*** Given records

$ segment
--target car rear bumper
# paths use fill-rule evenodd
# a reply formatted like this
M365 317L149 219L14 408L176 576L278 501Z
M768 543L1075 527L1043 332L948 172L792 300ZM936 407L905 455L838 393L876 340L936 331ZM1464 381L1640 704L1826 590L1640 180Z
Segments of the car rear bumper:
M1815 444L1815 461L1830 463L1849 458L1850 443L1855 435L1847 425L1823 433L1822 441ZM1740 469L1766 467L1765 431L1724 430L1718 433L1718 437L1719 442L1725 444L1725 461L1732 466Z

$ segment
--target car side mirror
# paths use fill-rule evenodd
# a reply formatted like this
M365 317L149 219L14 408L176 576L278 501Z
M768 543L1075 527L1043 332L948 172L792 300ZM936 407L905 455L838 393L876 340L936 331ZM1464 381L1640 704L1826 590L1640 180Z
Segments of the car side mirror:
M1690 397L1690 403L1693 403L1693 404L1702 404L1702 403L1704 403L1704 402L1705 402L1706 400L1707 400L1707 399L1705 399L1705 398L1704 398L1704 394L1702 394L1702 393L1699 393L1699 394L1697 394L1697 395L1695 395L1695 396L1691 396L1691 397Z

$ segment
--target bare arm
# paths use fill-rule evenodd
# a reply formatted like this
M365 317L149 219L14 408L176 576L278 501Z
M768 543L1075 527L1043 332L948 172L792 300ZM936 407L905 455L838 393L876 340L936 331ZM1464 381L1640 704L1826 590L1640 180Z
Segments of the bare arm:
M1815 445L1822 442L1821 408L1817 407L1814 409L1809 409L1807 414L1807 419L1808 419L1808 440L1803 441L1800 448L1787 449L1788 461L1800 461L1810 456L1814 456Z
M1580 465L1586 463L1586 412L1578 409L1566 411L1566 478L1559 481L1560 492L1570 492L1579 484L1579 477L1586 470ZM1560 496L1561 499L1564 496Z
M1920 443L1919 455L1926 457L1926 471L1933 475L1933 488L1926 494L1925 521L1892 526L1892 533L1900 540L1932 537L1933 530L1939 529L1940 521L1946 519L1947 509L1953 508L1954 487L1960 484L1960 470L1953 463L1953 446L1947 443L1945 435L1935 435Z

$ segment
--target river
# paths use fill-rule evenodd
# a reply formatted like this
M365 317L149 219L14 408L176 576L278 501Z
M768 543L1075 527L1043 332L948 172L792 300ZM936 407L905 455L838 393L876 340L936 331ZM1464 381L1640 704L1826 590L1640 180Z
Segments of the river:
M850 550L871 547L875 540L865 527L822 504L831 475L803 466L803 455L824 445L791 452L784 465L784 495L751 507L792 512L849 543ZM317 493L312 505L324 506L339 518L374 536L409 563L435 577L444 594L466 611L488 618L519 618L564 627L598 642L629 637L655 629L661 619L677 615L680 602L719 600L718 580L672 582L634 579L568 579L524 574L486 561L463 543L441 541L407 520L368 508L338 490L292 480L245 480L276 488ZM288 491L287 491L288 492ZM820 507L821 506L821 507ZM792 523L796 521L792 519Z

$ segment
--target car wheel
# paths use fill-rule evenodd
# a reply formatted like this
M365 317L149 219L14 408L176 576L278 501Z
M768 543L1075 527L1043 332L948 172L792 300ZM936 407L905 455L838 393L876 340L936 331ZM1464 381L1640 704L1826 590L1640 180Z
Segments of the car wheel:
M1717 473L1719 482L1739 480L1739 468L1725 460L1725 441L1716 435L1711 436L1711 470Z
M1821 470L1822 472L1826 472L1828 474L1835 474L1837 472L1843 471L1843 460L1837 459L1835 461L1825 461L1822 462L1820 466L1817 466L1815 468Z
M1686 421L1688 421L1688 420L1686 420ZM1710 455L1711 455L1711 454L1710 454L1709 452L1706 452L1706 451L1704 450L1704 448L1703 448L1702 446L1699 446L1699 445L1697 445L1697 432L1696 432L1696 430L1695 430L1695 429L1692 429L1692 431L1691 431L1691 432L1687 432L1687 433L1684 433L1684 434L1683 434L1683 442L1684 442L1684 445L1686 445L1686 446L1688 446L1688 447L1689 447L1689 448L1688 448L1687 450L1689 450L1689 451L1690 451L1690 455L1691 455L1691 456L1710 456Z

******

**Exercise objective:**
Return the full listing. Keep each line exactly as it stands.

**Completed task:**
$ segment
--target car rear bumper
# paths use fill-rule evenodd
# a reply formatted like this
M365 317L149 219L14 408L176 576L278 501Z
M768 543L1075 527L1043 332L948 172L792 300ZM936 407L905 455L838 393L876 340L936 331ZM1464 381L1640 704L1826 590L1640 180Z
Segments of the car rear bumper:
M1815 444L1815 461L1830 463L1849 458L1850 443L1855 435L1847 425L1823 433L1822 441ZM1740 469L1766 467L1765 431L1724 430L1718 433L1718 437L1719 442L1725 444L1725 461L1732 466Z

$ segment
--target car side mirror
# paths use fill-rule evenodd
# a reply formatted like this
M365 317L149 219L14 408L176 576L278 501Z
M768 543L1075 527L1043 332L948 172L792 300ZM936 407L905 455L838 393L876 340L936 331ZM1464 381L1640 704L1826 590L1640 180Z
Segments of the car side mirror:
M1690 397L1690 403L1693 403L1693 404L1702 404L1702 403L1704 403L1704 402L1705 402L1706 400L1707 400L1707 399L1705 399L1705 398L1704 398L1704 394L1702 394L1702 393L1699 393L1699 394L1697 394L1697 395L1695 395L1695 396L1691 396L1691 397Z

$ segment
--target bare arm
# paths use fill-rule evenodd
# a reply formatted like this
M365 317L149 219L14 408L176 576L278 501Z
M768 543L1075 527L1043 332L948 172L792 300ZM936 407L905 455L838 393L876 340L936 331ZM1464 381L1640 704L1826 590L1640 180Z
Segments of the bare arm:
M1815 445L1822 442L1821 408L1817 407L1814 409L1809 409L1807 414L1807 419L1808 419L1808 440L1803 441L1800 448L1787 449L1788 461L1800 461L1810 456L1814 456Z
M1580 465L1586 463L1586 412L1578 409L1566 411L1566 478L1559 481L1560 492L1570 492L1579 484L1579 477L1586 470ZM1560 496L1561 499L1564 496Z
M1920 443L1919 455L1926 457L1926 471L1933 475L1933 488L1926 494L1925 521L1892 526L1892 533L1900 540L1932 537L1933 530L1939 529L1940 521L1946 519L1947 509L1953 508L1954 487L1960 484L1960 470L1953 463L1953 446L1947 443L1945 435L1935 435Z

$ segment
--target river
# paths use fill-rule evenodd
# a reply formatted like this
M365 317L149 219L14 408L176 576L278 501Z
M768 543L1075 527L1043 332L948 172L792 300ZM936 407L905 455L838 393L876 340L936 331ZM1464 381L1640 704L1826 590L1640 180Z
Segments of the river:
M850 550L871 547L875 540L865 527L822 504L831 475L803 466L803 455L824 445L791 452L784 465L784 495L751 507L792 512L849 543ZM317 493L312 505L324 506L339 518L374 536L409 563L435 577L444 594L466 611L488 618L519 618L564 627L598 642L629 637L655 629L661 619L677 615L680 602L719 600L718 580L672 582L634 579L568 579L524 574L486 561L463 543L441 541L407 520L368 508L338 490L292 480L245 480L276 488ZM288 491L287 491L288 492ZM820 507L821 506L821 507ZM792 523L796 521L792 519Z

$ segment
--target car wheel
# paths use fill-rule evenodd
# a reply formatted like this
M365 317L149 219L14 408L176 576L278 501Z
M768 543L1075 527L1043 332L948 172L792 300ZM936 407L905 455L838 393L876 340L936 331ZM1464 381L1640 704L1826 590L1640 180Z
Segments of the car wheel:
M1717 473L1719 482L1739 480L1739 468L1725 460L1725 441L1716 435L1711 436L1711 470Z
M1821 470L1822 472L1826 472L1828 474L1835 474L1837 472L1843 471L1843 460L1837 459L1835 461L1825 461L1822 462L1820 466L1817 466L1815 468Z
M1686 421L1688 421L1688 420L1686 420ZM1710 455L1711 455L1711 454L1710 454L1709 452L1706 452L1706 451L1704 450L1704 448L1703 448L1702 446L1699 446L1699 445L1697 445L1697 432L1696 432L1696 430L1695 430L1695 429L1692 429L1692 431L1691 431L1691 432L1687 432L1687 433L1684 433L1684 434L1683 434L1683 442L1684 442L1684 445L1686 445L1686 446L1688 446L1688 447L1689 447L1689 448L1688 448L1687 450L1689 450L1689 451L1690 451L1690 455L1691 455L1691 456L1710 456Z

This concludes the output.